[Detection examples]
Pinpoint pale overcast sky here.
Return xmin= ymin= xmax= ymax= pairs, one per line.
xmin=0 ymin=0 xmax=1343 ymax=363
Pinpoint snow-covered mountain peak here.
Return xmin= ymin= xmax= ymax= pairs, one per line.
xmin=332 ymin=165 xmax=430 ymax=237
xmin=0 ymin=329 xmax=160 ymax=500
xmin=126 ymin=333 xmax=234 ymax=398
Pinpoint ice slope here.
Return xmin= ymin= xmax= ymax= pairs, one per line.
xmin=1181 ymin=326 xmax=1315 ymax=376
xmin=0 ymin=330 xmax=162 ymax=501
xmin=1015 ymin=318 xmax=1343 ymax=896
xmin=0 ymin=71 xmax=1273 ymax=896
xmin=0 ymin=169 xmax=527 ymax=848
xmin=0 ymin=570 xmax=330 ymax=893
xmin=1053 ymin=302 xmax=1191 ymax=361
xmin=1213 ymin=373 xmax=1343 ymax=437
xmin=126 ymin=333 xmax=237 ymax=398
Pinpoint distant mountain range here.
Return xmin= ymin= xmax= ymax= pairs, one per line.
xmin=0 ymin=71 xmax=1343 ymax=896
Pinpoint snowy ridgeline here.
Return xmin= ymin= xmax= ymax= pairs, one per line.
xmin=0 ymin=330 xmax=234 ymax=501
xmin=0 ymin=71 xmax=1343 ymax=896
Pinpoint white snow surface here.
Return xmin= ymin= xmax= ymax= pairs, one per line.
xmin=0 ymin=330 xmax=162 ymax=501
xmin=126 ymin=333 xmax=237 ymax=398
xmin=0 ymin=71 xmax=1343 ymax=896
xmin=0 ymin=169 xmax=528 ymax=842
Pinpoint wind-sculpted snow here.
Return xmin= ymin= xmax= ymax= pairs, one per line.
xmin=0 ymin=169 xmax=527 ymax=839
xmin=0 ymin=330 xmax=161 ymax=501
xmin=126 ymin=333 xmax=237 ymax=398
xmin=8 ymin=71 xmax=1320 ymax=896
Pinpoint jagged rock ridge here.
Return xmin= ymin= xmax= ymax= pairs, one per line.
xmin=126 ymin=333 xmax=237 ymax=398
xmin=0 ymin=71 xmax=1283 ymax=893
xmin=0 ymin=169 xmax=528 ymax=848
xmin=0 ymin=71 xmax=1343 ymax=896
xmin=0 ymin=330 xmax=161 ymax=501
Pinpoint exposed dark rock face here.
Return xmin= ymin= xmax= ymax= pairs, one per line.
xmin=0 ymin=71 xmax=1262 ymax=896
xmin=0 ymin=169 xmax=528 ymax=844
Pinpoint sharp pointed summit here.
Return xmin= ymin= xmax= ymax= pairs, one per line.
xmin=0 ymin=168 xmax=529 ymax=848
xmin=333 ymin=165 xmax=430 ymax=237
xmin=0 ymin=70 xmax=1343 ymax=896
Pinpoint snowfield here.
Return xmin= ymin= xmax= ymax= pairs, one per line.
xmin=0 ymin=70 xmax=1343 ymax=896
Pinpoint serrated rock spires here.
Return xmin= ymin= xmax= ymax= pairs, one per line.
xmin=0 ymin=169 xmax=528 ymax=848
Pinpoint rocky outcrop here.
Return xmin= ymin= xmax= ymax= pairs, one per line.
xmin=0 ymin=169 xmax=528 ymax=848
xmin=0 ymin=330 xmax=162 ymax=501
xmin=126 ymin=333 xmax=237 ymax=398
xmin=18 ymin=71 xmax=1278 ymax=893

** Task instructions **
Render the lines of the records above as a JSON list of strings, one string per line and no blank lines.

** Answer to the exercise **
[
  "Pinpoint pale overcast sky here.",
  "Return xmin= ymin= xmax= ymax= pairs, one per line.",
  "xmin=0 ymin=0 xmax=1343 ymax=363",
  "Pinpoint snow-covered mountain peak here.",
  "Return xmin= ymin= xmax= ymax= pairs, one per line.",
  "xmin=332 ymin=165 xmax=430 ymax=237",
  "xmin=0 ymin=329 xmax=160 ymax=500",
  "xmin=126 ymin=333 xmax=234 ymax=398",
  "Pinpoint ice slope here.",
  "Return xmin= ymin= xmax= ymax= pairs, one per line.",
  "xmin=1181 ymin=326 xmax=1315 ymax=376",
  "xmin=0 ymin=330 xmax=162 ymax=501",
  "xmin=1015 ymin=318 xmax=1343 ymax=896",
  "xmin=0 ymin=71 xmax=1273 ymax=896",
  "xmin=0 ymin=169 xmax=527 ymax=848",
  "xmin=0 ymin=570 xmax=330 ymax=893",
  "xmin=1053 ymin=302 xmax=1191 ymax=361",
  "xmin=1213 ymin=373 xmax=1343 ymax=437",
  "xmin=126 ymin=333 xmax=237 ymax=398",
  "Pinpoint distant mountain range here.",
  "Return xmin= ymin= xmax= ymax= pairs, one per line.",
  "xmin=0 ymin=71 xmax=1343 ymax=896",
  "Pinpoint snowy ridgeline here.",
  "Return xmin= ymin= xmax= ymax= pairs, one per line.",
  "xmin=0 ymin=330 xmax=234 ymax=501",
  "xmin=0 ymin=71 xmax=1343 ymax=896",
  "Pinpoint white snow surface here.",
  "Return xmin= ymin= xmax= ymax= pairs, one per line.",
  "xmin=0 ymin=330 xmax=162 ymax=501",
  "xmin=126 ymin=333 xmax=237 ymax=398",
  "xmin=0 ymin=71 xmax=1343 ymax=896",
  "xmin=0 ymin=169 xmax=528 ymax=842",
  "Pinpoint wind-sculpted snow here.",
  "Return xmin= ymin= xmax= ymax= pairs, one per line.",
  "xmin=0 ymin=169 xmax=527 ymax=839",
  "xmin=0 ymin=330 xmax=161 ymax=501",
  "xmin=126 ymin=333 xmax=237 ymax=398",
  "xmin=8 ymin=71 xmax=1320 ymax=896",
  "Pinpoint jagged rock ridge here.",
  "Return xmin= ymin= xmax= ymax= pairs, one per line.",
  "xmin=126 ymin=333 xmax=237 ymax=398",
  "xmin=0 ymin=71 xmax=1283 ymax=893",
  "xmin=0 ymin=169 xmax=528 ymax=848",
  "xmin=0 ymin=71 xmax=1343 ymax=896",
  "xmin=0 ymin=330 xmax=161 ymax=501",
  "Pinpoint exposed dark rock face here.",
  "Return xmin= ymin= xmax= ymax= pairs, one per line.",
  "xmin=0 ymin=71 xmax=1262 ymax=896",
  "xmin=0 ymin=169 xmax=528 ymax=844",
  "Pinpoint sharp pointed summit here.",
  "Return xmin= ymin= xmax= ymax= pairs, one per line.",
  "xmin=0 ymin=168 xmax=529 ymax=848",
  "xmin=333 ymin=165 xmax=430 ymax=237",
  "xmin=0 ymin=70 xmax=1343 ymax=896",
  "Pinpoint snowfield here.",
  "Return xmin= ymin= xmax= ymax= pairs, one per line.",
  "xmin=0 ymin=70 xmax=1343 ymax=896",
  "Pinpoint serrated rock spires here.",
  "Return xmin= ymin= xmax= ymax= pairs, one per line.",
  "xmin=0 ymin=169 xmax=528 ymax=848",
  "Pinpoint rocky outcrop here.",
  "Return xmin= ymin= xmax= ymax= pairs, one per line.",
  "xmin=0 ymin=169 xmax=528 ymax=848",
  "xmin=0 ymin=330 xmax=162 ymax=501",
  "xmin=126 ymin=333 xmax=237 ymax=398",
  "xmin=18 ymin=71 xmax=1278 ymax=893"
]